STUDY TEXT:
Summary of 10/26 Service Interruption

We do sincerely apologize for this service interruption. We know that you have many choices for your phone service, and we deeply appreciate your patience and understanding during yesterday's interruption of service. Below are the full details of the service issue.

One of the first things we do when a service issue occurs is update our Network Alert Blog and Twitter page with as much information as we have at that time. We then post comments to that original post as we learn more. Our Network Alert blog is here:
http://www.junctionnetworks.com/blog/category/network-alerts

Click here to learn how to subscribe to our feeds:

Our Twitter account is:
http://www.twitter.com/onsip

As a rule, Junction Networks maintains three different types of maintenance windows:
1.) Weekend - early morning: The maintenance performed will produce a service disruption and could affect multiple systems.
2.) Weekday - early morning: The maintenance performed may produce a service disruption, but is isolated to a single system.
3.) Intra-day: The work performed should not affect our customers.
All maintenance, even that which is known to cause a service disruption, is not expected to cause a disruption for more than a few fractions of a second. For anything that would cause a more serious disruption (one second or more), backup services are swapped in to take the place of the maintenance system.

On October 26th around 10:10am, the firewall on a database server was restarted in order to update firewall rules. This maintenance has been performed in the past intra-day without issue. An authorization sub-system attempted to contact the database via the firewall at exactly the time the firewall was down. This caused the authorization sub-system to hang in a non-responsive state. None of the PSTN gateway machines could communicate with the authorization sub-system and therefore were rejecting all calls to/from the PSTN. It took approximately 20 minutes to diagnose the problem and to restart the authorization sub-system. Once the authorization sub-system was re-started, service returned to normal.

Also on October 26th around 11:15am, a main database server started filling the monitoring system with error messages. The monitoring system produced so many alarms that, at first, the problem was originally diagnosed as being either data corruption or a breakdown in the monitoring system itself. The system was so swamped with error messages that it took some time to figure out where the problem actually was. It was finally determined that the RAID system on the main database server had caused the box to freeze up. While the timing of the two problems implies they were related, the nature of each problem was very different.

At 11:30am, we began the process of migrating to our backup database server. The backup database server is designed to function as a "hot-swap" to which we can switch over without having to restore any data, as it syncs itself in real time. Unfortunately, the backup system had not been syncing since 10:10am when the first problem occured, and we did lose some data between 10:10am and 11:15am. By 11:40am, we had migrated the majority of the system over to the backup database server. There were a few hiccups after that - most notably phone registration data was 'old' and caused the system to think that some phones had lost registration. That state was corrected when phones either re-registered on their own or were rebooted.

Remedies:

Once the system was again stable, we sent an engineer to our datacenter to reboot the problematic database server. It came back up without incident and left no indication that there was ever a problem - it appears to be completely fine. Regardless, our engineers prepared new hardware to replace this server.

Around 11:00pm on October 26th, we finished bringing up a new database server (completely new physical hardware) which is now currently configured and synced as a hot-swap backup server to the currently running hot-swap backup server. This weekend, the new server will become the primary database server. We will be performing this maintenance during a weekend maintenance window, but do not expect any service disruption from this operation.

[Stored data entries]
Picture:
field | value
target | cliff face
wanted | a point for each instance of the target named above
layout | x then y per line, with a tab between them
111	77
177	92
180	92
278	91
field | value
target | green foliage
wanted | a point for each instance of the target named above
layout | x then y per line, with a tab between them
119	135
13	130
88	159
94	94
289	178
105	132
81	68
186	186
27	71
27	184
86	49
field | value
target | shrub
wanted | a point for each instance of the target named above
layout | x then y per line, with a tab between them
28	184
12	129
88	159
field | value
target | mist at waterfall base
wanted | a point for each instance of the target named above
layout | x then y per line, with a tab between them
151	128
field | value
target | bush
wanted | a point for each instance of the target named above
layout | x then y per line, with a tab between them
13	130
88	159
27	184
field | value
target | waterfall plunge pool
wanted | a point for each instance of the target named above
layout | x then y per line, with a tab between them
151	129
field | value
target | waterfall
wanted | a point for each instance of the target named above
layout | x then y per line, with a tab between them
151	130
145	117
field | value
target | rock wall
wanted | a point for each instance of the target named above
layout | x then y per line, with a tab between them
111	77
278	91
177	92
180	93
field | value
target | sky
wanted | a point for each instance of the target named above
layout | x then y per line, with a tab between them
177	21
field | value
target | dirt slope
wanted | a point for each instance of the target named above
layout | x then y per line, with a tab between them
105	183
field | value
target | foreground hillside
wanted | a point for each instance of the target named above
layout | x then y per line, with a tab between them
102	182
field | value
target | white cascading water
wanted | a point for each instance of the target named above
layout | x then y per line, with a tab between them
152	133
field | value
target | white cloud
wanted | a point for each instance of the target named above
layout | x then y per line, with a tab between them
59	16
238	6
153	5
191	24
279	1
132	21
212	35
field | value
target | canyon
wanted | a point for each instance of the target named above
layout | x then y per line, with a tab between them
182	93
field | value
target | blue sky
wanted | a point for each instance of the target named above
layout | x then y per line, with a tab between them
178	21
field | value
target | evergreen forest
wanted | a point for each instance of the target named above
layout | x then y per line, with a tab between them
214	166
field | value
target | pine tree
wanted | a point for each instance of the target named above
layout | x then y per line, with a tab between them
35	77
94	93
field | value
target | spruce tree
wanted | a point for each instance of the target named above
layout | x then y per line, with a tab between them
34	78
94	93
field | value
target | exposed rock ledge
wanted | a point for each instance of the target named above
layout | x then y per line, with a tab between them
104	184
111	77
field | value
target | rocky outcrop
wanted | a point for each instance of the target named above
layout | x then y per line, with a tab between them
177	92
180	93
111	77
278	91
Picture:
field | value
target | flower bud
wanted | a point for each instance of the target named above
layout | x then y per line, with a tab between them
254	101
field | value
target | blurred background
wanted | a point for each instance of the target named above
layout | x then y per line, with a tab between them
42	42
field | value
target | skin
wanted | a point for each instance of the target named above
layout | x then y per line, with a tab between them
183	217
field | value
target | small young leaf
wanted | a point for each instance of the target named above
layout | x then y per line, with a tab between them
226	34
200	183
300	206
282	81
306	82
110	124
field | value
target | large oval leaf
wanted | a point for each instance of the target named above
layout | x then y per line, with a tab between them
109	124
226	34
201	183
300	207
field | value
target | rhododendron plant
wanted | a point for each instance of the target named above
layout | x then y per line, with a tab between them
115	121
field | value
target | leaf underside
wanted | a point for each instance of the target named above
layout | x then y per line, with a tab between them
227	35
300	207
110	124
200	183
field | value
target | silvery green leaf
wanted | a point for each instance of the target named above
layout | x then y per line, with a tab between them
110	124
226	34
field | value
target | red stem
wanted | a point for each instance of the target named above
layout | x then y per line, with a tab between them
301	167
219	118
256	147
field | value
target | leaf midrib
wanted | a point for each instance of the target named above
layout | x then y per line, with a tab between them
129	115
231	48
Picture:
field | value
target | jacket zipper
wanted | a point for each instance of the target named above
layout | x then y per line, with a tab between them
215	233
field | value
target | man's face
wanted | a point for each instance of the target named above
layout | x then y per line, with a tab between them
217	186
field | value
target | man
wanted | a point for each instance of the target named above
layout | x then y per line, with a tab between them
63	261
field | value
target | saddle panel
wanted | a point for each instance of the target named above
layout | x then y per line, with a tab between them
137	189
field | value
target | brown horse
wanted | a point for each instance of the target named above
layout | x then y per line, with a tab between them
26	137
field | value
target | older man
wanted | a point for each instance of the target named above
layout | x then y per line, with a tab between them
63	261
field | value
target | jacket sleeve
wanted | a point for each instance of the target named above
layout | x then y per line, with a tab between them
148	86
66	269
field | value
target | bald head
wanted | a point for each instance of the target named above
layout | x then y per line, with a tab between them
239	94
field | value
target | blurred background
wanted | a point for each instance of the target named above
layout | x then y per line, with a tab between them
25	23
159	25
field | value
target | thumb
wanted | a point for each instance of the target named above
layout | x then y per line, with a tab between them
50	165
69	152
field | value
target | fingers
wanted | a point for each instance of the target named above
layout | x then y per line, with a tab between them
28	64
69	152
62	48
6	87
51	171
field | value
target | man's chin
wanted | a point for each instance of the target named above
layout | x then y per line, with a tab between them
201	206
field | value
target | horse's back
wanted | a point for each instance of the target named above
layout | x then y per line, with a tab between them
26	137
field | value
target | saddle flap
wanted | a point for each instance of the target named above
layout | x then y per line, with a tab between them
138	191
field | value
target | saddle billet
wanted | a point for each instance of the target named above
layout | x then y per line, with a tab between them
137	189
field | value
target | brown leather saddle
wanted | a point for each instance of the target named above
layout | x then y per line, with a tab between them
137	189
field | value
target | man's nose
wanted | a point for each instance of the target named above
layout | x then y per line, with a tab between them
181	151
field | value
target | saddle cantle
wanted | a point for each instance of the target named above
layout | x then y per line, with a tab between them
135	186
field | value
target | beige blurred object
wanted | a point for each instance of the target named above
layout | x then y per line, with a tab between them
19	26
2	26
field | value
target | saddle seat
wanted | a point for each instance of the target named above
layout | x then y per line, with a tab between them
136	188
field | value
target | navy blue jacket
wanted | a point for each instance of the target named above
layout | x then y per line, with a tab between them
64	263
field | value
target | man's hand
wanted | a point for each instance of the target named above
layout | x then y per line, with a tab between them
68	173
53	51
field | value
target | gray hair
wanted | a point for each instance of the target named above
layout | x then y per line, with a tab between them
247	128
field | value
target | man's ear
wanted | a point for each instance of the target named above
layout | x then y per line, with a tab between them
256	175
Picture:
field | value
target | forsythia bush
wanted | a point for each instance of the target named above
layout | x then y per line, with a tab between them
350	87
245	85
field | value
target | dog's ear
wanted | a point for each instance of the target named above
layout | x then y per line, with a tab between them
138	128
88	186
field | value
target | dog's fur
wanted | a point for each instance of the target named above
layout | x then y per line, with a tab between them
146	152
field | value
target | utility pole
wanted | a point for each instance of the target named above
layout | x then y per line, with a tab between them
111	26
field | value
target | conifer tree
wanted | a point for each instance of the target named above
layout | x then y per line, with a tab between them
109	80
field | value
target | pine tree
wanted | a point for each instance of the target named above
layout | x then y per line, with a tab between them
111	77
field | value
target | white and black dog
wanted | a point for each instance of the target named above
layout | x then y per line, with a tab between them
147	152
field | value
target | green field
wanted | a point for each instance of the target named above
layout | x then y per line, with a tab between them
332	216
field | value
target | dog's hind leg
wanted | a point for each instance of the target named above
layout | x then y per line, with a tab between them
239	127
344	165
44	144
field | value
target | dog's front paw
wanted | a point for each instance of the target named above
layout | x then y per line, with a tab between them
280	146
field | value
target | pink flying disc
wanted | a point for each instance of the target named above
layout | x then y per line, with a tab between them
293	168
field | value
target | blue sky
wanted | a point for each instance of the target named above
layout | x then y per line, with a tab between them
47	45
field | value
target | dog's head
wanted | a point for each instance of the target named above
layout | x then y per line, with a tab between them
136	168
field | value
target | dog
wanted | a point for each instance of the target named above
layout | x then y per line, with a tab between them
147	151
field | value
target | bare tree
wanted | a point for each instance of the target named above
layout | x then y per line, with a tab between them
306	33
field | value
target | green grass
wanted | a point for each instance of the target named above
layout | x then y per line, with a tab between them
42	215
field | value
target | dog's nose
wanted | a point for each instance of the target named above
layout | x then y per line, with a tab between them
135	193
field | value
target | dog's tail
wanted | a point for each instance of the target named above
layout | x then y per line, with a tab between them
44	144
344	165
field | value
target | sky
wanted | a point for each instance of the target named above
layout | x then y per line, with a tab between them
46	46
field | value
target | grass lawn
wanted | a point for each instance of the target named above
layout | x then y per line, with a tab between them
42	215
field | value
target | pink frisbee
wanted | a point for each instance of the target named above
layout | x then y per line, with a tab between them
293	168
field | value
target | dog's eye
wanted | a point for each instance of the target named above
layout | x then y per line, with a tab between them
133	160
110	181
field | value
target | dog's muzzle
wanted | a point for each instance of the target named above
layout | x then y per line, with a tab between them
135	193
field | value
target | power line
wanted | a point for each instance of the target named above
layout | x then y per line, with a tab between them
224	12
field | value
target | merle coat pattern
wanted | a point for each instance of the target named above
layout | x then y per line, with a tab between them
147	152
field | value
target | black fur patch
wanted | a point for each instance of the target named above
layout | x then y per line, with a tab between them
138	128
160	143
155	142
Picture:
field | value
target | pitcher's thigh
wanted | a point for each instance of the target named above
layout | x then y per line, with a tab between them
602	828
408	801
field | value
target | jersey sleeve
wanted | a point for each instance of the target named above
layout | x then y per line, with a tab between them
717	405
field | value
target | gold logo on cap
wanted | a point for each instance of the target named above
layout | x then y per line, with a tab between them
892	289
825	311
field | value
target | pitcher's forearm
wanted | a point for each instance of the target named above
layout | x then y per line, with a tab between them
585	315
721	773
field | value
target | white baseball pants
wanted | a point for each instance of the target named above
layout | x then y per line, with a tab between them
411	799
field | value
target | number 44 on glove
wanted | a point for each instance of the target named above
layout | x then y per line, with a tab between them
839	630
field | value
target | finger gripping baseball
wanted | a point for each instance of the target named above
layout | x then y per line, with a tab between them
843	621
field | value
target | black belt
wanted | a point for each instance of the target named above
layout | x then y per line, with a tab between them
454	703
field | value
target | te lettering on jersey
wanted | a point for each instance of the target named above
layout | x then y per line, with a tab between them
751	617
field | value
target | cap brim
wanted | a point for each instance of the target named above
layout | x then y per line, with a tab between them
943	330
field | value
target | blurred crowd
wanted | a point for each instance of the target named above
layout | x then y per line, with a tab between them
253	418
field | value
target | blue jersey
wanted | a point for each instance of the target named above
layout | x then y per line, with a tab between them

TASK INSTRUCTIONS:
• a. Reproduce the outage summary from "3.) Intra-day: The" to "the maintenance system.".
• b. Answer these questions from the outage summary:
(i) About how long did it take to diagnose the problem and restart the authorization sub-system?
(ii) What was finally found to have caused the main database server box to freeze up?
(iii) Around what time on October 26th was the new database server finished?

SOLUTIONS FOR EACH TASK:
• a.
3.) Intra-day: The work performed should not affect our customers.
All maintenance, even that which is known to cause a service disruption, is not expected to cause a disruption for more than a few fractions of a second. For anything that would cause a more serious disruption (one second or more), backup services are swapped in to take the place of the maintenance system.

• b.
(i) Approximately 20 minutes.
(ii) The RAID system on the main database server.
(iii) Around 11:00pm.